→ TASK INSTRUCTIONS
Give again, word for word, only the lines from the one containing "of the sword" through the final line.

→ Dataset records
---+---

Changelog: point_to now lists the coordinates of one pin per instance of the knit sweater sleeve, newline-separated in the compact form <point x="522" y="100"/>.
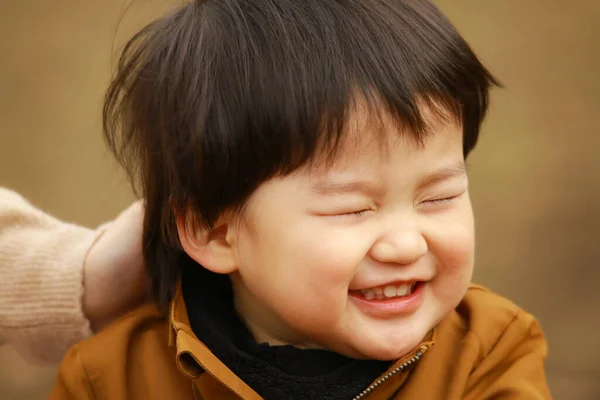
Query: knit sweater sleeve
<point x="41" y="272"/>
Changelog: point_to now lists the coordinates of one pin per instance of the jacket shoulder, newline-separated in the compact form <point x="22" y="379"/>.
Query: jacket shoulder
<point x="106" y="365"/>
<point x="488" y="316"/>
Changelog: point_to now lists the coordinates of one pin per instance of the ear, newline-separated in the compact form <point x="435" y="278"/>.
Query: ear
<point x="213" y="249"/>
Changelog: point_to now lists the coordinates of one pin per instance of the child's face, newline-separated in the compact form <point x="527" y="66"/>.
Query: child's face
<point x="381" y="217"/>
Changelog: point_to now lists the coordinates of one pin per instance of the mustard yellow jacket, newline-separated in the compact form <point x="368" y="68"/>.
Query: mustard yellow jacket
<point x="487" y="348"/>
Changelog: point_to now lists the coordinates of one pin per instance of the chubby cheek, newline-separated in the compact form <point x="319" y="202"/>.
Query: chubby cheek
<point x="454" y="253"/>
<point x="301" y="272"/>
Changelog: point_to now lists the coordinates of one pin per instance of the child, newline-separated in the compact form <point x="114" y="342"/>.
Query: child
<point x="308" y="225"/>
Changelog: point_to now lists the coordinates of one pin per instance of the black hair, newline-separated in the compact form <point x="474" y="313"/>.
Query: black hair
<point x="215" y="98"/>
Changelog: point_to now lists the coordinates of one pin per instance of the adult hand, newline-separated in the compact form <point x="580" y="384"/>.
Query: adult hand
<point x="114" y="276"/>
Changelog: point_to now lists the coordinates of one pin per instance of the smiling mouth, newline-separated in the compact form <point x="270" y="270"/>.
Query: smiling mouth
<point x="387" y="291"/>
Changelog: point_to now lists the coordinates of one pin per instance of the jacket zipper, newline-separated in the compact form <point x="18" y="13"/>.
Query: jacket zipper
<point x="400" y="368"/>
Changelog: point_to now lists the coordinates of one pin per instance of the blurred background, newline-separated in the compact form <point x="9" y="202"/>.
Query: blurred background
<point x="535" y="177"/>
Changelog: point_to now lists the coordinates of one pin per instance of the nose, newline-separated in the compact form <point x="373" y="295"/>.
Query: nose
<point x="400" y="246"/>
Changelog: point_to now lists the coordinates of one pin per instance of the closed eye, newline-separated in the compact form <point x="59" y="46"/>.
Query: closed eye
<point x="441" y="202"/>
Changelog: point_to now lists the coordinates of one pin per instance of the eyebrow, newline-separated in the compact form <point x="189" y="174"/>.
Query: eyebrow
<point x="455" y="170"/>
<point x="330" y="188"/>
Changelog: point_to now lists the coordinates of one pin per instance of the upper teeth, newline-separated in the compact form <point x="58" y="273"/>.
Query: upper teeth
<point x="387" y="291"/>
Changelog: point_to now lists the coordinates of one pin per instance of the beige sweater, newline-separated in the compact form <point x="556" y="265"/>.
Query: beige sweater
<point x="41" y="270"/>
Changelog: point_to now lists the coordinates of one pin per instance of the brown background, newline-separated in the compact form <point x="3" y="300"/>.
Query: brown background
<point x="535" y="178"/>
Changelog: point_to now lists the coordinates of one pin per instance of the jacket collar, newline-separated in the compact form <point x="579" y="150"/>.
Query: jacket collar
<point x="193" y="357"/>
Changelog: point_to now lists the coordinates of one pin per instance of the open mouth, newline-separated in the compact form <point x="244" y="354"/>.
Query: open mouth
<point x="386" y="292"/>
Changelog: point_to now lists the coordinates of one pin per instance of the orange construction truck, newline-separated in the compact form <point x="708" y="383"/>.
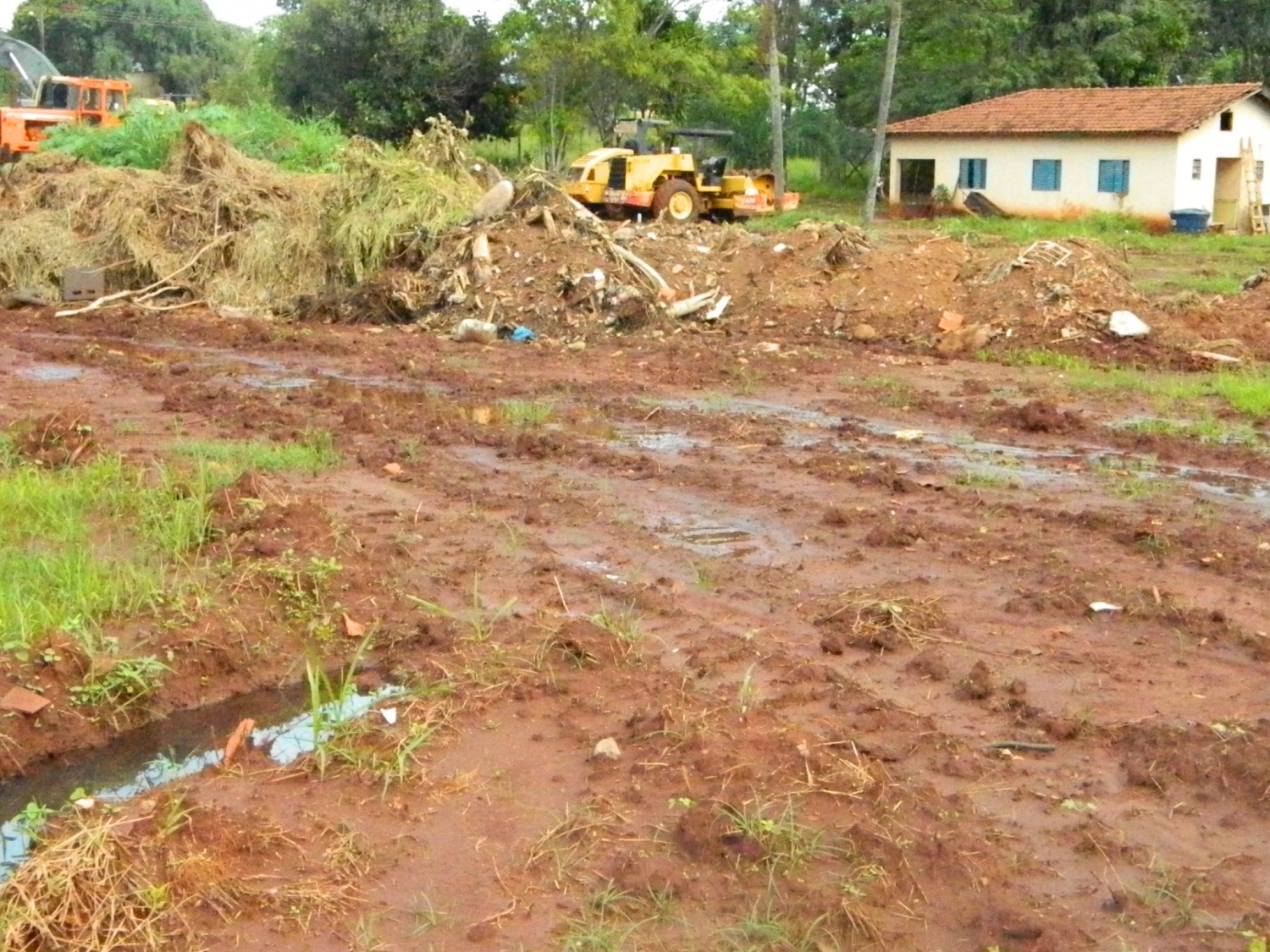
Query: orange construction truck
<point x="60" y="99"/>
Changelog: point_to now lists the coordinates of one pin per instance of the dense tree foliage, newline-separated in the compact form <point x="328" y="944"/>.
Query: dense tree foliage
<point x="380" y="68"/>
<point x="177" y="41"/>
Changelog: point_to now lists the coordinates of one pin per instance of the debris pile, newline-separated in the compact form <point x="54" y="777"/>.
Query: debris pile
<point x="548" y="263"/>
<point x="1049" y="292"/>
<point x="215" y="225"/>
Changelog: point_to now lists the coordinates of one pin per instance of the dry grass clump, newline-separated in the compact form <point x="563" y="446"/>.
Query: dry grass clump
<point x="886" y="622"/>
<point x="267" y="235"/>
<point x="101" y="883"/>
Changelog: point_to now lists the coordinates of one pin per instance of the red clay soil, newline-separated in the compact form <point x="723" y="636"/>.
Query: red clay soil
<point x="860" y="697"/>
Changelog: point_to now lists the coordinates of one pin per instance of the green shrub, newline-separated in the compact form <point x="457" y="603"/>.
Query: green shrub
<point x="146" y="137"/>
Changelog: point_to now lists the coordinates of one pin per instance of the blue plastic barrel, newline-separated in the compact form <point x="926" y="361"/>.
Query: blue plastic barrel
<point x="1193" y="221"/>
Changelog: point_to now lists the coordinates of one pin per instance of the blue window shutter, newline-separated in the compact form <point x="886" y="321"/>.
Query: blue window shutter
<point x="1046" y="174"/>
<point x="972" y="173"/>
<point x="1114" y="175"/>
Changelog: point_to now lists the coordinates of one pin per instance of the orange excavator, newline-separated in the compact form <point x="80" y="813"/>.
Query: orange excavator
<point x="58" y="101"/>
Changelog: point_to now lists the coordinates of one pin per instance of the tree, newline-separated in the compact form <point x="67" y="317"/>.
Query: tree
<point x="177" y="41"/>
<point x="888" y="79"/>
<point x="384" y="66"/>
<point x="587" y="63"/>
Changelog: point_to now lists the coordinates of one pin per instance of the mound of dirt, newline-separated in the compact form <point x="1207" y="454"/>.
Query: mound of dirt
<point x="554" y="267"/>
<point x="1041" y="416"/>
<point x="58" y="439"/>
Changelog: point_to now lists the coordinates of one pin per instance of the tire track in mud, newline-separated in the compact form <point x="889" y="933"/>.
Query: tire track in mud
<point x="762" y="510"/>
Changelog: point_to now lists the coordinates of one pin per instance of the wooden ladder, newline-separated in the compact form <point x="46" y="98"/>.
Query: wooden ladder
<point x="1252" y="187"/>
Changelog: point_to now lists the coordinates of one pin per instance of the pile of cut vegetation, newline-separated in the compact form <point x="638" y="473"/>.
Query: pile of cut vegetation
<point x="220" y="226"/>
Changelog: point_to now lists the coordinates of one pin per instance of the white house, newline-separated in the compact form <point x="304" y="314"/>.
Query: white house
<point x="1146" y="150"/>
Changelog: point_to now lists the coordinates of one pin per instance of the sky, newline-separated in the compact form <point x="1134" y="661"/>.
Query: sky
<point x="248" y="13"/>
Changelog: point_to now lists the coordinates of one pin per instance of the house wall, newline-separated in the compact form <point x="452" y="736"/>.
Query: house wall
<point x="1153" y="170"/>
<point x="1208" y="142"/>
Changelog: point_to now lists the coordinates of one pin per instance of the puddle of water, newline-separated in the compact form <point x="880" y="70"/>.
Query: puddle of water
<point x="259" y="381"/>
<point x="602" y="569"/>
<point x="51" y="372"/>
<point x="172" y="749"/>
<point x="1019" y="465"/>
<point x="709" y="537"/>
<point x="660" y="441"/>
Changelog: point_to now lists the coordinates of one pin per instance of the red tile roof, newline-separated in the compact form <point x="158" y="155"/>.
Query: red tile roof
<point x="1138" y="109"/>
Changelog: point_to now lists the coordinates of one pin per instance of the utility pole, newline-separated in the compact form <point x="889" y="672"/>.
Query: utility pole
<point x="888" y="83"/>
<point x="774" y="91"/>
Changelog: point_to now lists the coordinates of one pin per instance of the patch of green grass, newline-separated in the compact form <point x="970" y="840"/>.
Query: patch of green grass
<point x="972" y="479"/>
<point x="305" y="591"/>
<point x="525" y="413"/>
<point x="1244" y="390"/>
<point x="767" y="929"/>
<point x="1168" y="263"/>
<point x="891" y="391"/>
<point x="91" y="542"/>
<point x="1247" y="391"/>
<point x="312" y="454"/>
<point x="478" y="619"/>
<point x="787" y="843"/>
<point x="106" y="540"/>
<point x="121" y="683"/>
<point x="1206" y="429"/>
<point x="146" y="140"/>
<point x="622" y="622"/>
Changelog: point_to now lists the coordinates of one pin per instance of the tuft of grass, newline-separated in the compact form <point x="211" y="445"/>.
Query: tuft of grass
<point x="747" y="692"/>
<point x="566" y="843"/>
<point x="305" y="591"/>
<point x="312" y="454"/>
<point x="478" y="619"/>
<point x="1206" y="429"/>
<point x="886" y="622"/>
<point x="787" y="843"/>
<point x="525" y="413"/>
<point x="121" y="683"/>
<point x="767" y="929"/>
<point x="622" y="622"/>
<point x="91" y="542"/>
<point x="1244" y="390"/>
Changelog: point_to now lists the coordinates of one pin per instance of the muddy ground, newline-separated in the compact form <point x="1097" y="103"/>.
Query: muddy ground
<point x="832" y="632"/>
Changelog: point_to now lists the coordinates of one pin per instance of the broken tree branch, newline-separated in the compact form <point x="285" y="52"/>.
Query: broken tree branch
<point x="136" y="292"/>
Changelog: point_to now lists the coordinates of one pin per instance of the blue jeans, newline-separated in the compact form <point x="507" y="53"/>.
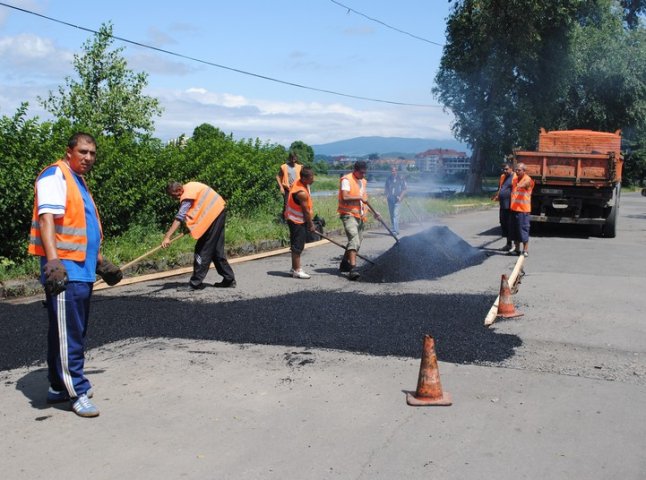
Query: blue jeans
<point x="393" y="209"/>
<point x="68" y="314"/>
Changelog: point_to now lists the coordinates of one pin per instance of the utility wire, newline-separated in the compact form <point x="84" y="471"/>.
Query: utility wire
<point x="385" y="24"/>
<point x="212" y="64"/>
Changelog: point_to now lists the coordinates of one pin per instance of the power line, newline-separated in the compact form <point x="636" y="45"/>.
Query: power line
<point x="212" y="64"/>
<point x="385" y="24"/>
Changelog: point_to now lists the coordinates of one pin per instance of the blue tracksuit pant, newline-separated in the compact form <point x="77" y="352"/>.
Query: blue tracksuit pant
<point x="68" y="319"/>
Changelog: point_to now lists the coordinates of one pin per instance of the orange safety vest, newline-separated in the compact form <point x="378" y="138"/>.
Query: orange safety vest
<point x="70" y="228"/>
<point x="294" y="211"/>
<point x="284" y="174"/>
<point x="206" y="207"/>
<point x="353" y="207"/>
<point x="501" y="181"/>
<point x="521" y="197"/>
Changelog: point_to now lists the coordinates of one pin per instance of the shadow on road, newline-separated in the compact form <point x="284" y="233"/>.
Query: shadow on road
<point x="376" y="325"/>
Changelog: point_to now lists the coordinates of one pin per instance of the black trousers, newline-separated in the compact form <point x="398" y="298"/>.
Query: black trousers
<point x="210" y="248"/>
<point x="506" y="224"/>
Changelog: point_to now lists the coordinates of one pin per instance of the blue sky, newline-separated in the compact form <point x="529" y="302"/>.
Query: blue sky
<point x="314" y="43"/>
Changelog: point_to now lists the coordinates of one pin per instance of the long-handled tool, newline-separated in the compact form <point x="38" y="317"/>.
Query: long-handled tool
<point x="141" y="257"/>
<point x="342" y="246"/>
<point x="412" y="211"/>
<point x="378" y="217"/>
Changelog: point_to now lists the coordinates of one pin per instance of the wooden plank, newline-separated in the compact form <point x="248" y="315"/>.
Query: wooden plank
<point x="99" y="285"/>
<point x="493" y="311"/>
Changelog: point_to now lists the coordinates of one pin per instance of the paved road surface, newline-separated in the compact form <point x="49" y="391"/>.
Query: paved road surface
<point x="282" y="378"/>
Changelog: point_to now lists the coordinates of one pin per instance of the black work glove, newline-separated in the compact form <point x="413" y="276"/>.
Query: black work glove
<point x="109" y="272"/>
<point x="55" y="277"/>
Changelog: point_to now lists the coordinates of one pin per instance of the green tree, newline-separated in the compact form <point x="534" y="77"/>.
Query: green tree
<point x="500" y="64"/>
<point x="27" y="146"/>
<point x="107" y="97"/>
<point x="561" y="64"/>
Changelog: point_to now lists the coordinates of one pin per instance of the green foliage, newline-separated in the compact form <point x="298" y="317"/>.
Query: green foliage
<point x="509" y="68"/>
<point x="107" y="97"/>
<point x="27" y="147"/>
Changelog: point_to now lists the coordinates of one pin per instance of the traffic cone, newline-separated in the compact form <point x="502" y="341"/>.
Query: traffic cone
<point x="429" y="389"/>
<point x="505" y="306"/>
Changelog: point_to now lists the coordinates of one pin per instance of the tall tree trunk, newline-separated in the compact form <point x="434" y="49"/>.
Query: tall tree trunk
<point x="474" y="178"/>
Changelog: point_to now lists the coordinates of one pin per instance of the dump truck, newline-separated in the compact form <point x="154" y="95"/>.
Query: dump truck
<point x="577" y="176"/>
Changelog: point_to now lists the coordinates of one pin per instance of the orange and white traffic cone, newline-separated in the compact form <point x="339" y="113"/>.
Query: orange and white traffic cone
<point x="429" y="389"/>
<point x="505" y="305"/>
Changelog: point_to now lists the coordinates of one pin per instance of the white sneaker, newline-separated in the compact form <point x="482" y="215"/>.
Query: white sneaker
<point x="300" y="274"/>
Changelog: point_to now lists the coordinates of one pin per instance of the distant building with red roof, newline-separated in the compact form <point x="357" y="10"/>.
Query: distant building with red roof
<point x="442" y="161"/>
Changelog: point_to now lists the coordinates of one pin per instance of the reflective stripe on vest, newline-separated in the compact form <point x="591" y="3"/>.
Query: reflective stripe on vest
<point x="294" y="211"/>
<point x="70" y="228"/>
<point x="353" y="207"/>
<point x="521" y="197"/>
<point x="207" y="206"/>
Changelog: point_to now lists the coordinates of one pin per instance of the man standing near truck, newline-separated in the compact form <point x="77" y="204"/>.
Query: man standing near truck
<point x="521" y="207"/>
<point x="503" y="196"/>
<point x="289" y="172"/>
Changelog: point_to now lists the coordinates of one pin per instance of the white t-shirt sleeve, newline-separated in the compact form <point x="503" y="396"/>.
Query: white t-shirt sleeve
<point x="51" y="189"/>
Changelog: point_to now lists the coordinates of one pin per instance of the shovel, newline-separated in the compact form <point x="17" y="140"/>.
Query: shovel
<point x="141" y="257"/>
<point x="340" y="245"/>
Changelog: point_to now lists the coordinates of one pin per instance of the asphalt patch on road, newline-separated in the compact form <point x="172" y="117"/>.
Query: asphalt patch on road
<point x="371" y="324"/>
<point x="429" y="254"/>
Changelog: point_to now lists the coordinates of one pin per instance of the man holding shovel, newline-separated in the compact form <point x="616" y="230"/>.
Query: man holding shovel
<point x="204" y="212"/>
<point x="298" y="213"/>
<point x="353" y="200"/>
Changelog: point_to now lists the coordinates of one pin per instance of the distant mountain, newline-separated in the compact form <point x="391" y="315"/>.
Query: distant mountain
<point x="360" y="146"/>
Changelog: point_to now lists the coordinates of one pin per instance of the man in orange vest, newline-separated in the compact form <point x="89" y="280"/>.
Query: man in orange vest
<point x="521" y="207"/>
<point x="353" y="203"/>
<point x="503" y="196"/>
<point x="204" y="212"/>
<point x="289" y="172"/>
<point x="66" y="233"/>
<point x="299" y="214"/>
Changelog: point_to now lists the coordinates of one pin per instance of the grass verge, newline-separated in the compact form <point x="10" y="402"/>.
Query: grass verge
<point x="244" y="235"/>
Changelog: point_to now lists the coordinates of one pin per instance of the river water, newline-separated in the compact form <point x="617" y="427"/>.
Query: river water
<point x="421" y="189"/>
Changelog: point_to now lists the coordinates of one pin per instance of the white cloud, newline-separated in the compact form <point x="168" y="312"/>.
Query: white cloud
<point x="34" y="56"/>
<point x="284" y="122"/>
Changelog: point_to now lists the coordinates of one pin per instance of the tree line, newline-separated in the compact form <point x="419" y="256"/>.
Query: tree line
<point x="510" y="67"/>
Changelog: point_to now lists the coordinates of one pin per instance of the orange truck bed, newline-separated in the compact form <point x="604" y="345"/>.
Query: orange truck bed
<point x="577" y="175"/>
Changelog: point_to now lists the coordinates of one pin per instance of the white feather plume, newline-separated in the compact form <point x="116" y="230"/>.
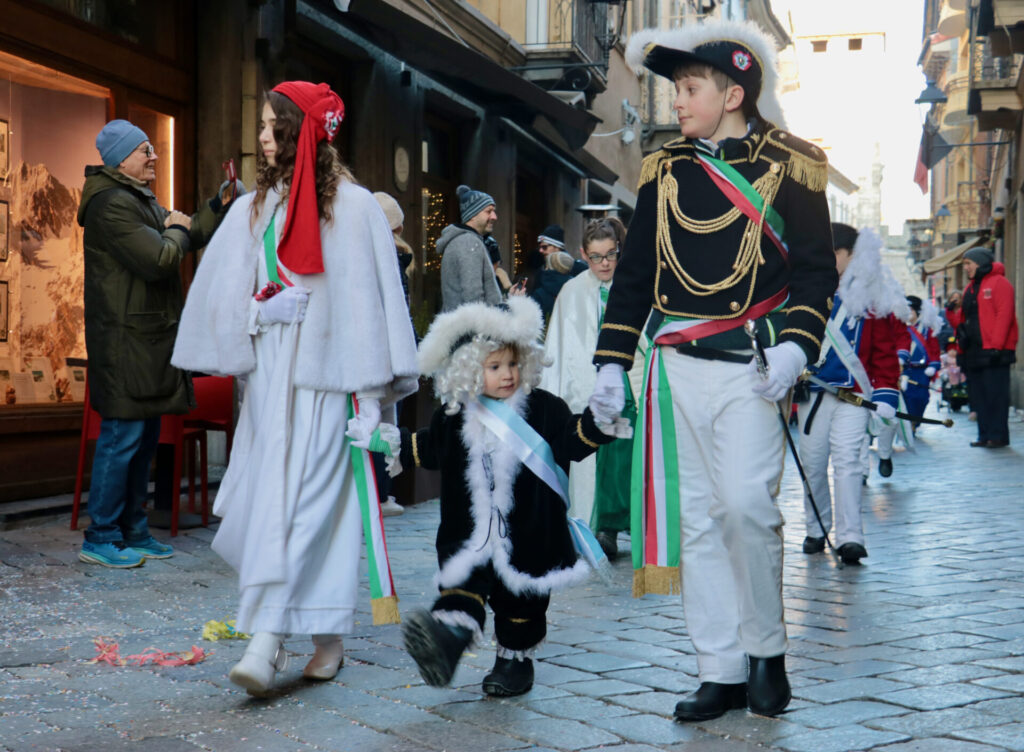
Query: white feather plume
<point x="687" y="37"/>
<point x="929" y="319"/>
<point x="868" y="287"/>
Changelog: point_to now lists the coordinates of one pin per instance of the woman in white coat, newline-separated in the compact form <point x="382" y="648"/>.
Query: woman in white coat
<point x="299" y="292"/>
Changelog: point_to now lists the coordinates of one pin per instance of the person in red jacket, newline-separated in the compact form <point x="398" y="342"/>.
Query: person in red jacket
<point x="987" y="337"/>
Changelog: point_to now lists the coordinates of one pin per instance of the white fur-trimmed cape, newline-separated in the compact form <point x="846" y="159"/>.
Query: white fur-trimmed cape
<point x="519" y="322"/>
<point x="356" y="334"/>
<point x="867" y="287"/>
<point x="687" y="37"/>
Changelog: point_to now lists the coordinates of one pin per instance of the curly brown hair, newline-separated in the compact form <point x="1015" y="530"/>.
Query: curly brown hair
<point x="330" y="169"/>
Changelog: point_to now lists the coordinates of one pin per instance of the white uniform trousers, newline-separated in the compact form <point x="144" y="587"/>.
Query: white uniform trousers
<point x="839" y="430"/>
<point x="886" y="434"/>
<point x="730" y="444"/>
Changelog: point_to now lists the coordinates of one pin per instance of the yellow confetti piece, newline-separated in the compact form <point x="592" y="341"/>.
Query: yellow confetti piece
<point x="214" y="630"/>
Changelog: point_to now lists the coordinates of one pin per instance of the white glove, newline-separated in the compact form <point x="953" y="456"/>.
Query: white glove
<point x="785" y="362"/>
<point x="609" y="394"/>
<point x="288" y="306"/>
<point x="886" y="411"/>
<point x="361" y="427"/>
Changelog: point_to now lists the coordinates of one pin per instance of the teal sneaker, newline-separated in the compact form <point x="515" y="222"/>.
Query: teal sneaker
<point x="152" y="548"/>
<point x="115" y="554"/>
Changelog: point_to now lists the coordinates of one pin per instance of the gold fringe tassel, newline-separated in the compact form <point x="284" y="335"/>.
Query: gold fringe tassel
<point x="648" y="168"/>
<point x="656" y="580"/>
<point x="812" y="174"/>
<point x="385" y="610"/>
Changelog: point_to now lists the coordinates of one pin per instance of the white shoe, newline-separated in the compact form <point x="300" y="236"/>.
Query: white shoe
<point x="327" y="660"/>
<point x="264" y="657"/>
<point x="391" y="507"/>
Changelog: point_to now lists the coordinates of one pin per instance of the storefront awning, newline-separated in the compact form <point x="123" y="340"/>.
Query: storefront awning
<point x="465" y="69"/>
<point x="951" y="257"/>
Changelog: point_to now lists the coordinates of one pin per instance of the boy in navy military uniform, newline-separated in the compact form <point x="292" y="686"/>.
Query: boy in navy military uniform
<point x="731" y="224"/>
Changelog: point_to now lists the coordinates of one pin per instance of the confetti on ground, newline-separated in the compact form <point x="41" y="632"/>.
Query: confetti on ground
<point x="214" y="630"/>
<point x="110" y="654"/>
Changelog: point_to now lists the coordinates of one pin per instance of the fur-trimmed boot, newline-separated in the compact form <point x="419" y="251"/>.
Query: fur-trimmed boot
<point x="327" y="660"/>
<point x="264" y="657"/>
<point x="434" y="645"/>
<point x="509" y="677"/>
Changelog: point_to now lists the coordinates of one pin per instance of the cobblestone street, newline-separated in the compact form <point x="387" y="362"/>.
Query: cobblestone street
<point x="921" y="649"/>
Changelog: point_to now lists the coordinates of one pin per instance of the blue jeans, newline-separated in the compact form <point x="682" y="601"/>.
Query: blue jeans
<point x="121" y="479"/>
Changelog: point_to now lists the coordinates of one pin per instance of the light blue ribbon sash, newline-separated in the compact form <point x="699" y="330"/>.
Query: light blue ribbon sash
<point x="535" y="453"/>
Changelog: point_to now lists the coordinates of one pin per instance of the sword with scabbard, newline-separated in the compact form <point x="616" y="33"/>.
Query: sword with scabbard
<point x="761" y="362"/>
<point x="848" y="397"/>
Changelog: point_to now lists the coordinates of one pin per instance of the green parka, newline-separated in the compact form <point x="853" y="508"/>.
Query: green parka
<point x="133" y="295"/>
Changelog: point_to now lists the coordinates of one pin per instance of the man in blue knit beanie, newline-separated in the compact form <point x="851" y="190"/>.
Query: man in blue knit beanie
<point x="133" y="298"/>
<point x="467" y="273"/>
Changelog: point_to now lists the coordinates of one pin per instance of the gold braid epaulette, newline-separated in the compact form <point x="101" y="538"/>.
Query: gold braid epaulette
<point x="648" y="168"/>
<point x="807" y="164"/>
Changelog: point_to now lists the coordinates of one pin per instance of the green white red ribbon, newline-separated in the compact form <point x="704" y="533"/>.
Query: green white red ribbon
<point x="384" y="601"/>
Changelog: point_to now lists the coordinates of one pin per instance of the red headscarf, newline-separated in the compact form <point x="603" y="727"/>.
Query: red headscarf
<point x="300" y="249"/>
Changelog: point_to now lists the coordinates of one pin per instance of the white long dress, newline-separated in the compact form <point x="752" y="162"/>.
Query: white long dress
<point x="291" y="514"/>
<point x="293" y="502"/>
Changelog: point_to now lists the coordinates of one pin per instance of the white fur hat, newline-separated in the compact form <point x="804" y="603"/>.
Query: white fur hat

---+---

→ RESPONSE TO THE EXERCISE
Changelog: point_to now lists the coordinates of one pin per instance of the sword with scabbard, newline-separated in the compact form <point x="616" y="33"/>.
Query: sword with scabbard
<point x="761" y="362"/>
<point x="848" y="397"/>
Changelog: point_to now lists the coordinates of one pin per instance of the green parka, newline-separated in the compact form <point x="853" y="508"/>.
Query: green parka
<point x="133" y="295"/>
Changelog: point_to now lists the coordinates of one pin per instance of the man in blue knit beanie, newline-separated in the compact form <point x="851" y="190"/>.
Query: man in blue knit beanie
<point x="133" y="298"/>
<point x="467" y="273"/>
Changelog: point_to now lists the coordinates of one pin per instance of the gold braid epaulette, newline-separated in the compact form <point x="101" y="538"/>.
Query: gold braid epaulette
<point x="648" y="168"/>
<point x="807" y="164"/>
Changelog: point_to now lists the coordinates of one pin per instance of the green white red ribbon, newline-separated in the compact form <point x="704" y="533"/>.
Query: green white red ribbon
<point x="384" y="601"/>
Changelog: point_to now lists the coordinates of one pin per instance of the red headscarf, newline-separated in the compact form <point x="603" y="727"/>.
Query: red headscarf
<point x="300" y="249"/>
Changelog: point_to now lists the coordinates of one pin per instance of the white long dress, newline-separated in the compact form <point x="752" y="162"/>.
Query: white long dress
<point x="291" y="514"/>
<point x="293" y="502"/>
Changelog: point_to now lists the coordinates of one pin per instance of the white fur hat, newline-separated in the compact form <point x="804" y="603"/>.
Query: white fur hat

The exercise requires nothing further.